The remainder of the paper is organized as follows: Sect. 2 discusses the potential impact of RSP4J in terms of use-cases, and afterwards presents the requirement analysis. Section 3 presents the background, concepts and definitions used throughout the rest of the paper, while Sect. 4 outlines architecture of RSP4J, its modules, and shows how it satisfies the requirements. In Sect. 5, we presents the related work. Finally, Sect. 6 concludes the paper and summarizes the most important contributions for RSP4J as a resource.

2 Impact: Use Cases and Requirements for an RSPQL API

In this section, we discuss the potential impact of RSP4J as a resource. To this extent, we present different use cases that concern state-of-the-art prototypes for Stream Reasoning and RDF Stream Processing. We highlight the challenges that such use cases unveil, and we elicit a set of requirements for RSP4J in order to address such challenges. Table 1 summarizes the relationship between the challenges (C\(_i\)) and requirements (R\(_j\)).

2.1 Use Cases

Fast Prototyping. In 2008, the first Stream Reasoner prototype came out [31]. Since then, the SR community has designed a number of working prototypes [5, 8, 19, 23], with the intent of proving the feasibility of the vision. E-health, smart cities, and financial transaction are examples of use cases where such prototypes were successfully used. Nevertheless, the effort of designing and engineering good prototypes is extremely high, and often their maintenance is unsustainable. In fact, prototypes are often designed with a minimal set of requirements and without shared design principles. In such scenarios (C1) adding new operators, (C2) new types of data sources to consume, or (C3) experimenting with new optimisations techniques requires huge manual efforts or is almost impossible.

Tasks to perform
1 – In the RSP4J excerpt, which section covers the related work?
2 – Write the next part of the RSP4J excerpt, picking up after its final sentence.

Raw data
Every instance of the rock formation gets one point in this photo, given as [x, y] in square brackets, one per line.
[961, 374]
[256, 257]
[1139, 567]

Results for each task
1 – Section 5.

2 –
Comparable Research and Benchmarking. Aside developing proof-of-concepts, the SR/RSP communities have focused a lot on Comparative Research (CR) [24, 27] and benchmarking [3, 18, 22, 26, 32]. CR studies the differences and similarities across SR/RSP approaches. Stream Reasoners and RSP engines can only be compared when they employ the same semantics. Thus, a fair comparison demands a deep theoretical comprehension of the approaches, a proper formulation of the task to solve, and an adequate experimentation environment [28]. Consequently, it is currently hard to (C4) reproduce the behavior of existing approaches in a comparable way. Moreover, experimentation is limited by (C5) the lack of parametric solutions, i.e. the configurability of the operators allowing to match engine behavior. On the other hand, research on benchmarking aims at pushing the technological progress by guaranteeing a fair assessment. While some of the challenges are shared with CR [27, 28], benchmarking is empirical research. To this extent, (C6) monitoring both the execution of continuous queries, as well as (C7) the engine behavior at run-time are of paramount importance. Unfortunately, not all the existing prototypes provide such entry points, and only black-box analysis is possible, e.g. it is impossible to measure the performance of each of the engine’s internal operators.

Dissemination. Although SR research is at its infancy, a lot has been done on the teaching side. As prototypes and approaches reach maturity, several tutorials and lectures were delivered at major venues, including ICWE, ESWC, ISWC, RW, and TheWebConf [10, 11, 15]. These tutorials were often practical and aimed at engaging with their audience using simple yet meaningful applications. Nevertheless, existing prototypes were not designed for teaching purposes. Thus, they lack important features like the possibility to (C8) inspect the engine behaviors and (C9) they are not designed to ease the understanding at various levels of abstraction. Indeed, prototypes often (C10) neglect their full compliance to the underlying theoretical framework for practical reasons. Although this approach often benefits performance, it makes the learning curve more steep.

2.2 Requirements

Table 1. Challenges vs Requirements

Now we present the requirements that an RSPQL API should satisfy. We elicit the requirements from the challenges presented above. Although the requirements could be generalized for any RSP engine and Stream Reasoner, we restrict our focus to Window-based RDF Stream Processing Engines, i.e., those covered by the RSPQL specification.

  • R\(_1\)   Extensible Architecture. An RSP API should allow the easy addition of data sources (C2) and operators (C1), and the design of optimization techniques (C3). Moreover, An RSP API should allow experimentation by allowing the addition of execution parameters (C5), and should ease the extension of engine capabilities (C7).

  • R\(_2\)   Declarative Access. An RSP API should be accessible in a declarative and configurable manner (C4). It should allow querying according to a formal semantics, e.g., RSPQL (C10), and should allow controlling the engine and the query lifecycles (C8).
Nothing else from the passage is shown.